■ SHORT EXERCISE
Set down exactly the lines that run from the line with "Target: railway track" to the end of the data, and nothing else.

---+---

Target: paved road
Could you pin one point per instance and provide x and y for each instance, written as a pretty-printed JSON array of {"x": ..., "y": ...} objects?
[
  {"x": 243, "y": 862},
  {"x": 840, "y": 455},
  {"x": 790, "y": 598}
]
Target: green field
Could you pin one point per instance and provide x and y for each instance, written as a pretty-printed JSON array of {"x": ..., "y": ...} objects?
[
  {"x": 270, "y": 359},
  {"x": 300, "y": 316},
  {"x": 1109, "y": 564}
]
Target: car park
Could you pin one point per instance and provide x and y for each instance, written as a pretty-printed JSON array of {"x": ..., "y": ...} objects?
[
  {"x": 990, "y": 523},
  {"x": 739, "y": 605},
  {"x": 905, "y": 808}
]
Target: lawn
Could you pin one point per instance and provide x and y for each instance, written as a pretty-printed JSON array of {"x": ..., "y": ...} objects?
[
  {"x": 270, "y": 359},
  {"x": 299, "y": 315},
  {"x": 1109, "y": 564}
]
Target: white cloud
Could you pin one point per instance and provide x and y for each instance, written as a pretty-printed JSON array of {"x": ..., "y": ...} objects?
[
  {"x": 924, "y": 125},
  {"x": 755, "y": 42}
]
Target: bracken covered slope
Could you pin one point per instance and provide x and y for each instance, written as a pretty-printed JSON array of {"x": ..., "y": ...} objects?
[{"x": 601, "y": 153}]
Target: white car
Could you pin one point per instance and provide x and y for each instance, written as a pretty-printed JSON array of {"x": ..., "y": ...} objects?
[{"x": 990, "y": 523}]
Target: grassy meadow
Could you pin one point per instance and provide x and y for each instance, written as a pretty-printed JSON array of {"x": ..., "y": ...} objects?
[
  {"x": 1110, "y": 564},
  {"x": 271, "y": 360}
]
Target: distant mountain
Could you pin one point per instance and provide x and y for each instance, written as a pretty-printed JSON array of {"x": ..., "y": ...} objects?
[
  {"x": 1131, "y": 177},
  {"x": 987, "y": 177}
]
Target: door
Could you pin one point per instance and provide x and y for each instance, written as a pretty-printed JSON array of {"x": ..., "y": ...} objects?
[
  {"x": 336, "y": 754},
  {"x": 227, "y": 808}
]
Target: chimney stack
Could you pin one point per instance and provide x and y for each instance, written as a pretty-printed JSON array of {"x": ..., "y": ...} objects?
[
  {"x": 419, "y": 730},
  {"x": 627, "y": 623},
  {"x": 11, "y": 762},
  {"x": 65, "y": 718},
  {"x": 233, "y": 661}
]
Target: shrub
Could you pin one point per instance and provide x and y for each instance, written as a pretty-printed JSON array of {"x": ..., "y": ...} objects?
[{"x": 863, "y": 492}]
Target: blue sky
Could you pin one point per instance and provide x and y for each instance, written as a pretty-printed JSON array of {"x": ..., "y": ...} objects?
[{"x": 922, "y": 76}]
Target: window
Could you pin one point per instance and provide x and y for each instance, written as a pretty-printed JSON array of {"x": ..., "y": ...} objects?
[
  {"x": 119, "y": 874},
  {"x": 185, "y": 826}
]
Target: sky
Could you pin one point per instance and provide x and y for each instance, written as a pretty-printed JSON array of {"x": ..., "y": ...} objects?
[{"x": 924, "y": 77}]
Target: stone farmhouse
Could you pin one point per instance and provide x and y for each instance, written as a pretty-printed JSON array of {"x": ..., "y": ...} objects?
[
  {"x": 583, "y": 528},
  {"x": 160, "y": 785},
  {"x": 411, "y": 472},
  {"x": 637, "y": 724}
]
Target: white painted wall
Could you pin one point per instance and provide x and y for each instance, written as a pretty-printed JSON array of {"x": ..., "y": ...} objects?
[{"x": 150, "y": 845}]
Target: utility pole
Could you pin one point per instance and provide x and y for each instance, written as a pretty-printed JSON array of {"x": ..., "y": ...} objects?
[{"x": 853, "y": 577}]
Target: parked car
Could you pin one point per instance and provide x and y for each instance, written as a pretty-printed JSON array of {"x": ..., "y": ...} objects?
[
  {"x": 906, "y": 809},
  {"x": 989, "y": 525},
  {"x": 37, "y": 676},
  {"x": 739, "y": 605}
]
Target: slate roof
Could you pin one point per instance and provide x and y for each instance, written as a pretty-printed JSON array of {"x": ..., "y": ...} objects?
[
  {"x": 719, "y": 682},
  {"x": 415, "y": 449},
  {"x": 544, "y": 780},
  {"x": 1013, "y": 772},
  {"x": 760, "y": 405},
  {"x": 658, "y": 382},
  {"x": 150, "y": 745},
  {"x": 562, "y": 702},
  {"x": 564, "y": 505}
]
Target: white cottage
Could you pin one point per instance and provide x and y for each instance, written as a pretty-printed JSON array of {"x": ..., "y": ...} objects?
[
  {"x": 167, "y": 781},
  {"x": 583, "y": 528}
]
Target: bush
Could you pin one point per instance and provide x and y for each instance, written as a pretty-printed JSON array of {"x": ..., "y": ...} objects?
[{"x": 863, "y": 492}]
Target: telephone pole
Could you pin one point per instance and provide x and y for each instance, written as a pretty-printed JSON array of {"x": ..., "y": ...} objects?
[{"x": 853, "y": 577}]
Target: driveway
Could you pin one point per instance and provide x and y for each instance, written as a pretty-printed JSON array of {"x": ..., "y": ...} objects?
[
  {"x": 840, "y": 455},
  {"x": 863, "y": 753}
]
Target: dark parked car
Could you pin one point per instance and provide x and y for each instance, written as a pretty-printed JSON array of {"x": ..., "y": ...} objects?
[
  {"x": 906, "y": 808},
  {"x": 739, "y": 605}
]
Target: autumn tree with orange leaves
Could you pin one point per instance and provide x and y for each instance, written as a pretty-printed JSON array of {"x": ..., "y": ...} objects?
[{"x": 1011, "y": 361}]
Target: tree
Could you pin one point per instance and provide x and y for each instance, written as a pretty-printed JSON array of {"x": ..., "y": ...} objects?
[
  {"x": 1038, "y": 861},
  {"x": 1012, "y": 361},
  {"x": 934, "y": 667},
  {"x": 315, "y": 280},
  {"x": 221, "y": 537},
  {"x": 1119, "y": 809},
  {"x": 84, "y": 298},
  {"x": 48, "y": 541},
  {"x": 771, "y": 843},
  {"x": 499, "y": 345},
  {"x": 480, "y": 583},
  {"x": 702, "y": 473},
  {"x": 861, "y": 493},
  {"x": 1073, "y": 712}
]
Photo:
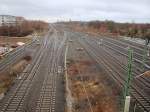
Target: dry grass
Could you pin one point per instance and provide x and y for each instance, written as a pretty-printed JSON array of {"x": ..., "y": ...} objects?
[{"x": 7, "y": 77}]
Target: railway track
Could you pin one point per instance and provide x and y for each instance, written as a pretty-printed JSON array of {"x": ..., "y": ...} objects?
[
  {"x": 37, "y": 89},
  {"x": 117, "y": 74}
]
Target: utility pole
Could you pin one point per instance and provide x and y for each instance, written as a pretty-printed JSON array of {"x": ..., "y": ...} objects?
[
  {"x": 128, "y": 81},
  {"x": 145, "y": 53}
]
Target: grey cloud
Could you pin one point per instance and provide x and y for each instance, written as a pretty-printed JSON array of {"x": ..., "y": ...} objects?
[{"x": 118, "y": 10}]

---+---

■ REPLY TO THE TASK
Target: railway track
Could you pin one point per instance and provide x and y for each instance, written as a pretty-printed JSON array of {"x": ..., "y": ...} objects?
[
  {"x": 37, "y": 89},
  {"x": 117, "y": 74}
]
Target: utility pole
Could you pin one point per instance and provide x and y for each instance, written as a pretty-printed JSON array of {"x": ..., "y": ...} objects?
[
  {"x": 128, "y": 81},
  {"x": 145, "y": 53}
]
Target: grey cloud
Could you pin one point per instance and provide x and y for each instance, written as a pretty-printed JSON array of {"x": ..., "y": ...} objects?
[{"x": 118, "y": 10}]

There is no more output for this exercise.